··· Source excerpt ···
What remains of Fort George Photo: Purabi Das, Georgetown, Grand Cayman

These days when my mind wanders there inevitably rise glorious pictures of Grand Cayman. Can’t believe we were there just a few weeks ago. To return form tropical heat to the cold north what I call home is a drastic change. Instead of sun and surf, we battle against freezing temperatures, snow and fierce winds. Fascinating how travel brings different experiences adding spice to life.

Bodden Town took my heart and won’t let it go. Does that mean I’ll have to return to this place which can only be described as God’s own, paradise on earth? A sleepy little town, fairytale of a place, beautiful, and gentle, perfect for a getaway from the city, it is situated on the southern coast of the Cayman Islands. It was our home away from home for seven enchanted days and nights. With early morning wakeup call of waves crashing on the shoreline and evenings under nature’s canopy painted pink, orange, violet and whispers of blue from a setting sun. What’s not to love? The dock became our trysting place, starfish, and on one occasion a stingray in the azure depths of the Caribbean, silent companions.

Bodden Town used to be the capital of the Cayman Islands. Not anymore. George Town is the capital now possibly due to its natural harbour offering deep water close to shore making it possible for vessels for safe anchorage. Favourable winds brought in their wake ships from Jamaica, Europe or other islands in the eastern Caribbean. It used to be called “Hogsties.” It is presumed there were enclosures for pigs around the waterfront area and to this day carries the name Hog Sty Bay.

Archaeologists uncovered numerous fresh water wells called Step wells which could have been of great use to vessels plying their trade around the Caribbean. It is presumed they filled up here; naturally, commerce thrived. One story that has been bandied around is that of Christopher Columbus when he stopped at the bay on May 10, 1503, his eyes fell on masses of sea turtles. He must have been ecstatic. Not only had he found land but also victuals. I can imagine him peering over the ship’s rail, eyes widening in wonder then excitement and he would have yelled, “las Tortuga.” Now you will find almost every second shop has a Tortuga in its name. The sea turtle was so edible it was almost fished out of extinction. Two other islands, Cayman Brac and Little Cayman, make up the Cayman Islands.
··· Record extracts ···
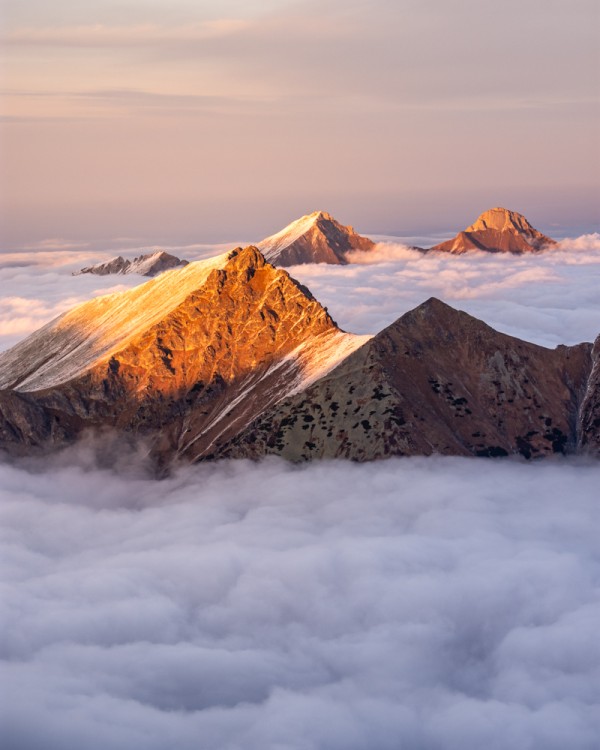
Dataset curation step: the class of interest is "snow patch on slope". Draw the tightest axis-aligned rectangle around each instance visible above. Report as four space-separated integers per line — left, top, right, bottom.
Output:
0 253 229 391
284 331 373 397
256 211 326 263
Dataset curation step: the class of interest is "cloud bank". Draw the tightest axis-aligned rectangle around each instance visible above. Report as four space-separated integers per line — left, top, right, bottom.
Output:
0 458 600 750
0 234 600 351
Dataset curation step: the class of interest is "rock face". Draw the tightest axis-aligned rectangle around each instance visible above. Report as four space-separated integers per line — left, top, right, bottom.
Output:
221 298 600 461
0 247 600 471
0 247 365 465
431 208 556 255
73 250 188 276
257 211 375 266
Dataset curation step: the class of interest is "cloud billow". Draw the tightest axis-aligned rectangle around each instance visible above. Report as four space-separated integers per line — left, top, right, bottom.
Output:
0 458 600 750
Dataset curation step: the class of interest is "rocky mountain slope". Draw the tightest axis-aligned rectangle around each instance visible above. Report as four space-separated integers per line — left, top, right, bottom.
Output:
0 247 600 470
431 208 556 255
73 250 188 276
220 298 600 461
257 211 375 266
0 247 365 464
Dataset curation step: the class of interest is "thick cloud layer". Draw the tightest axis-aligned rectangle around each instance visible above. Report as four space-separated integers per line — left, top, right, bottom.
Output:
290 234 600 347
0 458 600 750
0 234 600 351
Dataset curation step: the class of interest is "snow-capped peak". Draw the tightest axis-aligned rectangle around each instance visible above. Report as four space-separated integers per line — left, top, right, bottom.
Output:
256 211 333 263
···
··· Record extracts ···
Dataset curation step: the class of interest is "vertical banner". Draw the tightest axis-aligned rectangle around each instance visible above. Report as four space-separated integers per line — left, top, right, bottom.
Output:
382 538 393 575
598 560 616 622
···
■ Exercises:
(a) Reproduce word for word the portion of the Grand Cayman travel piece that begins with the words containing "Bodden Town used" and ends with "Hog Sty Bay.".
(b) Write what comes next in the Grand Cayman travel piece, picking up after its final sentence.

■ Exercise answers:
(a)
Bodden Town used to be the capital of the Cayman Islands. Not anymore. George Town is the capital now possibly due to its natural harbour offering deep water close to shore making it possible for vessels for safe anchorage. Favourable winds brought in their wake ships from Jamaica, Europe or other islands in the eastern Caribbean. It used to be called “Hogsties.” It is presumed there were enclosures for pigs around the waterfront area and to this day carries the name Hog Sty Bay.

(b)
Although ships are no longer being built here which is a shame, the Caymanians were great shipbuilders building schooners renowned for their beauty and speed out of the local mahogany. The townspeople took great pride in their domestic industry and came out in droves to watch and cheer when a vessel was rolled out on logs into the water for its first launch. Now, the main industry is of a financial nature and it is a tax-free destination. I was intrigued by the number of expatriates living in and around George Town – Jamaicans, Indians, Filipinos, Australians and New Zealanders.

One of the oldest structures in George Town is the remains of a couple of walls from Fort George. The origin of the structure is uncertain much to my disappointment but I walked around taking pictures, and reading what little they have about its history. This fort was built specifically to protect the island from Spanish pirates. A three-piece mural painted by John Broad shows scenes throughout the lifetime of Fort George. So, at least we have that to take in.

Wherever we travel we look for a church and even here we found one which is part of the history of this place. Elmslie church is named after its first priest-in-charge the Rev. James Elmslie and dates back to the 1840’s. He used to minister to his parish on horseback, on foot and by boat which tells me the parishioners lived far and wide.

The present church which we visited was built during the 1920’s by Capt. Rayal Bodden. Sitting in one of the pews I began to relax for it had been a hot walk. We found the church empty although welcomingly open so it was extra special to have the place to ourselves. I couldn’t take my eyes off one particular window to my left. Made of coloured glass they were so reminiscent of what I remember of one of the rooms in my grandfather’s house in Calcutta, that I caught my breath at the same time giving free rein to a jumble of memories of my childhood spent in that house. Seemed like I had found the perfect place to take a breather.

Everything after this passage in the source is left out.